> [EXERCISE DETAILS]:
Write the data out again, character for character, with no images.

[Dataset excerpts on object pointing]
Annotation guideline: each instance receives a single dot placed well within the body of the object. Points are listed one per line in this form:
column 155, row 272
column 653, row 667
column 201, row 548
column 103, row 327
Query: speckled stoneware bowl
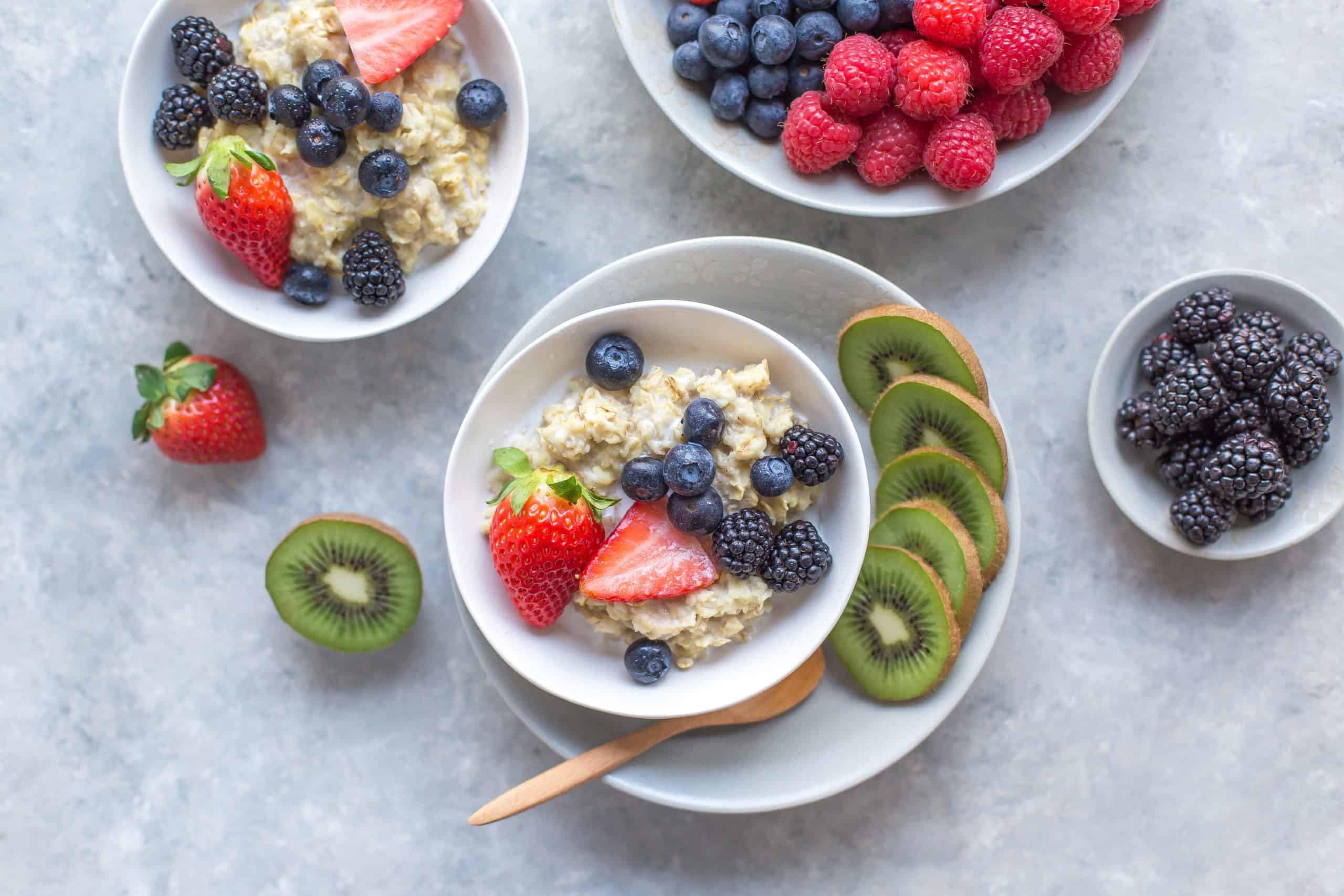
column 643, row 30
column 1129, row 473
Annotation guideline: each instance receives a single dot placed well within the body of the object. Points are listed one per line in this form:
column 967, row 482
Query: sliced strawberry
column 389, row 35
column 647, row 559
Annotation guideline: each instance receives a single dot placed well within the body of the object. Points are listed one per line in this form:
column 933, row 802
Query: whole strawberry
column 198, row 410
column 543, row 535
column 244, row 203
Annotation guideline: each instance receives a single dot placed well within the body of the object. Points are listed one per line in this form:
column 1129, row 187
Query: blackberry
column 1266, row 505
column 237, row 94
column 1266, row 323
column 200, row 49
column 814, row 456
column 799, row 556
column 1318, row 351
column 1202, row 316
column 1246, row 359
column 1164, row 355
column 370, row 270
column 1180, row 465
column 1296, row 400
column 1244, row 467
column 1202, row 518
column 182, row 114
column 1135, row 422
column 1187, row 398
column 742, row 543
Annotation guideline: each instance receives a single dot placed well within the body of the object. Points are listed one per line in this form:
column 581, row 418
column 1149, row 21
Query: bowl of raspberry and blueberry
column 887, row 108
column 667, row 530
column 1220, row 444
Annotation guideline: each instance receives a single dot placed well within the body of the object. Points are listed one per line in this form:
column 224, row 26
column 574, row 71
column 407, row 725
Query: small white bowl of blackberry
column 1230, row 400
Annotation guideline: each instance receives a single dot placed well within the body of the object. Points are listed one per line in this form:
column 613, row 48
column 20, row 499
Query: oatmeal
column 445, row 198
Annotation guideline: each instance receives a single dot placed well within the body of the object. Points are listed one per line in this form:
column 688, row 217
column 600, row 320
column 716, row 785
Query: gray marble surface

> [RESULT FOR THIS TASK]:
Annotation guideline: each instance receives a single dot placed well within the body of the object. Points are listed one per line in this form:
column 155, row 272
column 653, row 667
column 201, row 548
column 103, row 327
Query: speckled stoneware bowl
column 643, row 30
column 1129, row 473
Annotation guideline: each instance receives a single dot placed well within the body of the object. Points are listed one per line in this form:
column 967, row 482
Query: sliced strawberry
column 389, row 35
column 647, row 559
Annotation guideline: each instance receives a single dot placed well within the body of the object. Points are listed one per line in this form:
column 933, row 802
Query: whole strawberry
column 198, row 410
column 543, row 535
column 244, row 203
Annotation guideline: each instance receives a single dot placed well within the body of the object. Points are listed one per line in this form:
column 1129, row 187
Query: blackberry
column 1266, row 505
column 237, row 94
column 1266, row 323
column 200, row 49
column 814, row 456
column 799, row 556
column 1318, row 351
column 1202, row 316
column 1246, row 359
column 1164, row 355
column 370, row 270
column 1180, row 465
column 1296, row 400
column 1244, row 467
column 1202, row 518
column 182, row 114
column 1135, row 422
column 1187, row 398
column 742, row 543
Annotation guideline: each instance receives a single dot placed well within the body of the object. Points are listed one per line in this form:
column 581, row 418
column 1149, row 21
Query: bowl of raspberry and blueberry
column 887, row 108
column 667, row 530
column 1220, row 444
Annotation guideline: each instance receives a single dot placed well within the body of the object. Points are listed one per line in this form:
column 224, row 26
column 574, row 71
column 407, row 725
Query: small white bowl of blackberry
column 1230, row 400
Annotation guideline: each instance receives a single dot placed well within the body of the object. Points are listed one per line in this form:
column 613, row 48
column 20, row 499
Query: oatmeal
column 445, row 198
Annotation guideline: each instance receives a single dot placed well within the body of the object. Points are listed one per line in this form:
column 688, row 217
column 600, row 320
column 716, row 785
Query: gray marble surface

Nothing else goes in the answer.